EXERCISE PROMPT ▸ From the first line to the last, copy the material exactly.

DATA FOR THIS TASK ▸

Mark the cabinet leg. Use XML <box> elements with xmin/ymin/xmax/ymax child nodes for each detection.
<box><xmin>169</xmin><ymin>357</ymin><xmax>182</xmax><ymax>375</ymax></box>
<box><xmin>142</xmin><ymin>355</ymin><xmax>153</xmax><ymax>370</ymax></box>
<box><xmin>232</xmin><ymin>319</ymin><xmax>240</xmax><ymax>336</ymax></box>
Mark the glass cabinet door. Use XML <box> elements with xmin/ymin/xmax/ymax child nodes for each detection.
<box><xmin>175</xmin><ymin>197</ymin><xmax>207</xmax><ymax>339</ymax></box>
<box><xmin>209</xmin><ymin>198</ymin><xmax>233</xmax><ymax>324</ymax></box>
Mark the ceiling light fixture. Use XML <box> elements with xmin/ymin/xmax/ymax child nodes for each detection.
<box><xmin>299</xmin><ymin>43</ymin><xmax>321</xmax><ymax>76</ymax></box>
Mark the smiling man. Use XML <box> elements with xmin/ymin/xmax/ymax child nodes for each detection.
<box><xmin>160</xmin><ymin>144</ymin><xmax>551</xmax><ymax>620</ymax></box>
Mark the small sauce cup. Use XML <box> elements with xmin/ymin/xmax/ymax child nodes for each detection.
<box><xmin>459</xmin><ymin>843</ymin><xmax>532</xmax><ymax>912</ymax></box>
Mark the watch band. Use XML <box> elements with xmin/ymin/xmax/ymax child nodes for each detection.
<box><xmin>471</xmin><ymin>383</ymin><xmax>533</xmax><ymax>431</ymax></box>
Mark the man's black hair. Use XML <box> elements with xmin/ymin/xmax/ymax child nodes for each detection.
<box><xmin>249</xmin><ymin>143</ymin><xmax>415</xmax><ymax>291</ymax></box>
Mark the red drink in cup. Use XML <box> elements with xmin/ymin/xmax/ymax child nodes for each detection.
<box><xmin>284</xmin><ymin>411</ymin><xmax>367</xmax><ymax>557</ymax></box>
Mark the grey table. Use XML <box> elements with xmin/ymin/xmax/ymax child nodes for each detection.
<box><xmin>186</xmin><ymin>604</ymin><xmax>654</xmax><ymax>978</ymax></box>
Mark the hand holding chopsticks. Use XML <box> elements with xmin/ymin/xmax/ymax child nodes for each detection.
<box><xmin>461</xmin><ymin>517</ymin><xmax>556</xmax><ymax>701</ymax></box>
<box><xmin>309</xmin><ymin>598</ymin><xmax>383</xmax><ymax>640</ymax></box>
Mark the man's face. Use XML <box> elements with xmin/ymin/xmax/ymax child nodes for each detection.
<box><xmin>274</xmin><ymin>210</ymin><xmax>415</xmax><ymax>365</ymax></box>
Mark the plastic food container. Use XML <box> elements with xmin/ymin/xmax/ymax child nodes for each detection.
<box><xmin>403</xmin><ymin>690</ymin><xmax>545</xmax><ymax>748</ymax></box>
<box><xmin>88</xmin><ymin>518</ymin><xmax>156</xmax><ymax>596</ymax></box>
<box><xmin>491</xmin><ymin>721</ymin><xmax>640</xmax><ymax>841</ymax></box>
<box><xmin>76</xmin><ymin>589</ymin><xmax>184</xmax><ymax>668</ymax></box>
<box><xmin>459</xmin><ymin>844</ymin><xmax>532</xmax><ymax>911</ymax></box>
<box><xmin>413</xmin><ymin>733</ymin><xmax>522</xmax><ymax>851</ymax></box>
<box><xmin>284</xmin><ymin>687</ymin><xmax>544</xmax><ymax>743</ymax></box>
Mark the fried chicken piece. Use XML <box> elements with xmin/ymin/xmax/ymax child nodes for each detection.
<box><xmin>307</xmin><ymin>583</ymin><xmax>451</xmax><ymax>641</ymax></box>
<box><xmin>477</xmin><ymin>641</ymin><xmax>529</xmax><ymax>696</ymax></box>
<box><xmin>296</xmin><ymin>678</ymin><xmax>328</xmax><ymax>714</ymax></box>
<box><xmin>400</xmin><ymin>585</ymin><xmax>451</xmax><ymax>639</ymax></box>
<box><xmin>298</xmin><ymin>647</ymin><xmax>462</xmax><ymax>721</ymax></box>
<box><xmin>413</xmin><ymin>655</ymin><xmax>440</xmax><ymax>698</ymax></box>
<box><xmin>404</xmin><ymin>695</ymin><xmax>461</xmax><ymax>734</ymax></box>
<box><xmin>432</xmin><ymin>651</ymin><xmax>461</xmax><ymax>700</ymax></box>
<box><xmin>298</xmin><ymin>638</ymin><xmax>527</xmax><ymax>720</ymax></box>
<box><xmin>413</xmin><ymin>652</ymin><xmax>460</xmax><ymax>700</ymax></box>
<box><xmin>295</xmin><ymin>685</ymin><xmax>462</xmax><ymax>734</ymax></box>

RESPONSE BOX ▸
Mark the cabinet leg. Use XML <box> elements with xmin/ymin/xmax/ymax child nodes for each detection.
<box><xmin>169</xmin><ymin>357</ymin><xmax>182</xmax><ymax>375</ymax></box>
<box><xmin>142</xmin><ymin>355</ymin><xmax>153</xmax><ymax>370</ymax></box>
<box><xmin>232</xmin><ymin>319</ymin><xmax>240</xmax><ymax>336</ymax></box>
Mark the glass cabinet door. Use XML <box> elements with xmin/ymin/xmax/ymax child nodes for each detection.
<box><xmin>175</xmin><ymin>197</ymin><xmax>207</xmax><ymax>339</ymax></box>
<box><xmin>209</xmin><ymin>198</ymin><xmax>233</xmax><ymax>324</ymax></box>
Mark the ceiling light fixture. Use XML <box> elements with xmin/ymin/xmax/ymax child nodes for each detection.
<box><xmin>299</xmin><ymin>43</ymin><xmax>321</xmax><ymax>76</ymax></box>
Mark the smiling man. Use XML <box> elements with xmin/ymin/xmax/ymax child nodes for each detection.
<box><xmin>160</xmin><ymin>144</ymin><xmax>551</xmax><ymax>620</ymax></box>
Mark the small sauce cup. Use XML <box> elements with xmin/ymin/xmax/ymax child nodes for each detection.
<box><xmin>459</xmin><ymin>843</ymin><xmax>532</xmax><ymax>912</ymax></box>
Mark the watch band. Use XML <box> elements with xmin/ymin/xmax/ymax child nodes for each detection.
<box><xmin>471</xmin><ymin>383</ymin><xmax>533</xmax><ymax>431</ymax></box>
Mark the man's black hair. Use XML <box> elements with xmin/ymin/xmax/ymax child nodes for each detection.
<box><xmin>249</xmin><ymin>143</ymin><xmax>415</xmax><ymax>291</ymax></box>
Mark the red drink in cup. Use XML <box> elements with xmin/ymin/xmax/ymax child nodes for each detection.
<box><xmin>284</xmin><ymin>411</ymin><xmax>367</xmax><ymax>557</ymax></box>
Mark the grey table. Use XML <box> elements with xmin/ymin/xmax/ymax child nodes for each detection.
<box><xmin>186</xmin><ymin>604</ymin><xmax>654</xmax><ymax>978</ymax></box>
Mark the hand holding chopsticks. Use XML <box> elements with xmin/ymin/xmax/ymax child nodes for each detection.
<box><xmin>461</xmin><ymin>517</ymin><xmax>556</xmax><ymax>701</ymax></box>
<box><xmin>309</xmin><ymin>598</ymin><xmax>383</xmax><ymax>640</ymax></box>
Mark the man's face. Use XML <box> elements with xmin/ymin/xmax/ymax child nodes for each detection.
<box><xmin>274</xmin><ymin>210</ymin><xmax>415</xmax><ymax>365</ymax></box>
Mark the plastic food container. Use XML <box> elements with xmin/ymin/xmax/ymax child nodes for each detection.
<box><xmin>403</xmin><ymin>690</ymin><xmax>545</xmax><ymax>748</ymax></box>
<box><xmin>88</xmin><ymin>518</ymin><xmax>156</xmax><ymax>596</ymax></box>
<box><xmin>491</xmin><ymin>721</ymin><xmax>640</xmax><ymax>841</ymax></box>
<box><xmin>76</xmin><ymin>589</ymin><xmax>184</xmax><ymax>668</ymax></box>
<box><xmin>459</xmin><ymin>844</ymin><xmax>532</xmax><ymax>911</ymax></box>
<box><xmin>413</xmin><ymin>733</ymin><xmax>522</xmax><ymax>851</ymax></box>
<box><xmin>284</xmin><ymin>687</ymin><xmax>544</xmax><ymax>743</ymax></box>
Mark the fried chicken piece. Use XML <box> elements with xmin/ymin/xmax/ymax child nodes for each detection.
<box><xmin>307</xmin><ymin>583</ymin><xmax>451</xmax><ymax>641</ymax></box>
<box><xmin>477</xmin><ymin>641</ymin><xmax>529</xmax><ymax>696</ymax></box>
<box><xmin>296</xmin><ymin>678</ymin><xmax>328</xmax><ymax>714</ymax></box>
<box><xmin>400</xmin><ymin>585</ymin><xmax>451</xmax><ymax>639</ymax></box>
<box><xmin>298</xmin><ymin>647</ymin><xmax>462</xmax><ymax>721</ymax></box>
<box><xmin>413</xmin><ymin>655</ymin><xmax>440</xmax><ymax>698</ymax></box>
<box><xmin>404</xmin><ymin>695</ymin><xmax>461</xmax><ymax>734</ymax></box>
<box><xmin>432</xmin><ymin>651</ymin><xmax>461</xmax><ymax>700</ymax></box>
<box><xmin>298</xmin><ymin>638</ymin><xmax>527</xmax><ymax>720</ymax></box>
<box><xmin>413</xmin><ymin>652</ymin><xmax>460</xmax><ymax>700</ymax></box>
<box><xmin>295</xmin><ymin>685</ymin><xmax>462</xmax><ymax>734</ymax></box>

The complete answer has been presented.